• [Extract]
* * *

As a matter of policy and following a Parliamentary undertaking to that effect, this limited subset of PACE powers can be exercised only in relation to investigations carried out by immigration officers, and by those immigration officers who are suitably trained and accredited to use them. The circumstances in which these powers can be exercised include:

CFI officers’ powers of entry, search and seizure under Section 8 of the Police and Criminal Evidence Act (PACE) 1984

Under Section 8 Police and Criminal Evidence Act 1984 CFI officers can apply to a justice of the peace for a section 8 warrant to enter and search premises for evidence likely to be of substantial value to an investigation of an indictable immigration offence. There must be reasonable grounds for believing that there is evidence relating to that offence, or to another connected or similar indictable offence, on the premises. Section 8(2) PACE provides that immigration officers may seize and retain anything for which a search has been authorised under the warrant.

For more information about what should be considered by all CFI officers when submitting Police and Criminal Evidence Act (PACE) warrant applications and production orders in the course of a criminal investigation see: Search warrants and production orders.

If you are an immigration officer in Scotland and Northern Ireland, you use the same Part 3 powers under the Immigration Acts as immigration officers in other parts of the UK. These remain the main powers you use to apply for a warrant. In Scotland for offences, such as trafficking, contained within section 14 of the Asylum and Immigration (Treatment of Claimants, etc.) Act 2004 general evidence warrants for investigations may be obtained from a Sheriff with the application submitted by the procurator fiscal. Immigration officers may seize and retain anything for which a search has been authorised under the warrant.

CFI officers’ powers of entry, search and seizure under Section 9 of the Police and Criminal Evidence Act (PACE) 1984

Under Section 9 Police and Criminal Evidence Act 1984 CFI officers may apply to a judge to order access to excluded or special procedure material under Schedule 1 of PACE if one or more of the sets of access conditions are satisfied. Under paragraph 13 Schedule 1 PACE, CFI officers may seize and retain anything for which entry and search has been authorised by the warrant issued under paragraph 12 of that schedule.

The first set of conditions include:

  • an indictable offence has been committed
  • that there is material which consists of special procedure material or includes special procedure material and does not also include excluded material on premises specified in the application
  • that the material is likely to be of substantial value (whether by itself or together with other material) to the investigation in connection with which the application is made
  • that the material is likely to be relevant evidence

The second set of conditions include:

  • there are reasonable grounds for believing that there is material which consists of or includes excluded material or special procedure material on premises specified in the application
  • but for section 9(2) a search of for that material could have been authorised by the issue of a warrant to a constable under an enactment other than this Schedule
  • the issue of such a warrant would have been appropriate

For further information and the full set of conditions see: Schedule 1 Special Procedure Police and Criminal Evidence Act 1984.

* * *

• [Objective A]
Copy out the passage of the guidance on PACE search powers starting with "Under Section 9 Police" and going on through "of that schedule.", word for word.

* * *

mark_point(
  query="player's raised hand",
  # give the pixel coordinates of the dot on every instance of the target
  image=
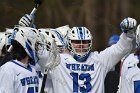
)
(128, 26)
(26, 21)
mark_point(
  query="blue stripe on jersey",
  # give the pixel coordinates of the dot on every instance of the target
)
(137, 86)
(28, 67)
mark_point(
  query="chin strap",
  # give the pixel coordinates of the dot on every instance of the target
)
(81, 58)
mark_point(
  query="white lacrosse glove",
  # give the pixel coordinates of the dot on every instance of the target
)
(26, 21)
(128, 26)
(50, 58)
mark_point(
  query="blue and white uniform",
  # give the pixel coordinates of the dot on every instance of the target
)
(130, 75)
(16, 77)
(71, 76)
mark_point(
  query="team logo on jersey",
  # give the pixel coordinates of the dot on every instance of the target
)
(80, 67)
(29, 80)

* * *

• [Objective B]
Render every line of the records above as a numbered list, leaving out blank lines and omitting the pictures.

• [Exercise answer A]
Under Section 9 Police and Criminal Evidence Act 1984 CFI officers may apply to a judge to order access to excluded or special procedure material under Schedule 1 of PACE if one or more of the sets of access conditions are satisfied. Under paragraph 13 Schedule 1 PACE, CFI officers may seize and retain anything for which entry and search has been authorised by the warrant issued under paragraph 12 of that schedule.

• [Exercise answer B]
1. mark_point(
2.   query="player's raised hand",
3.   # give the pixel coordinates of the dot on every instance of the target
4.   image=
5. )
6. (128, 26)
7. (26, 21)
8. mark_point(
9.   query="blue stripe on jersey",
10.   # give the pixel coordinates of the dot on every instance of the target
11. )
12. (137, 86)
13. (28, 67)
14. mark_point(
15.   query="chin strap",
16.   # give the pixel coordinates of the dot on every instance of the target
17. )
18. (81, 58)
19. mark_point(
20.   query="white lacrosse glove",
21.   # give the pixel coordinates of the dot on every instance of the target
22. )
23. (26, 21)
24. (128, 26)
25. (50, 58)
26. mark_point(
27.   query="blue and white uniform",
28.   # give the pixel coordinates of the dot on every instance of the target
29. )
30. (130, 75)
31. (16, 77)
32. (71, 76)
33. mark_point(
34.   query="team logo on jersey",
35.   # give the pixel coordinates of the dot on every instance of the target
36. )
37. (80, 67)
38. (29, 80)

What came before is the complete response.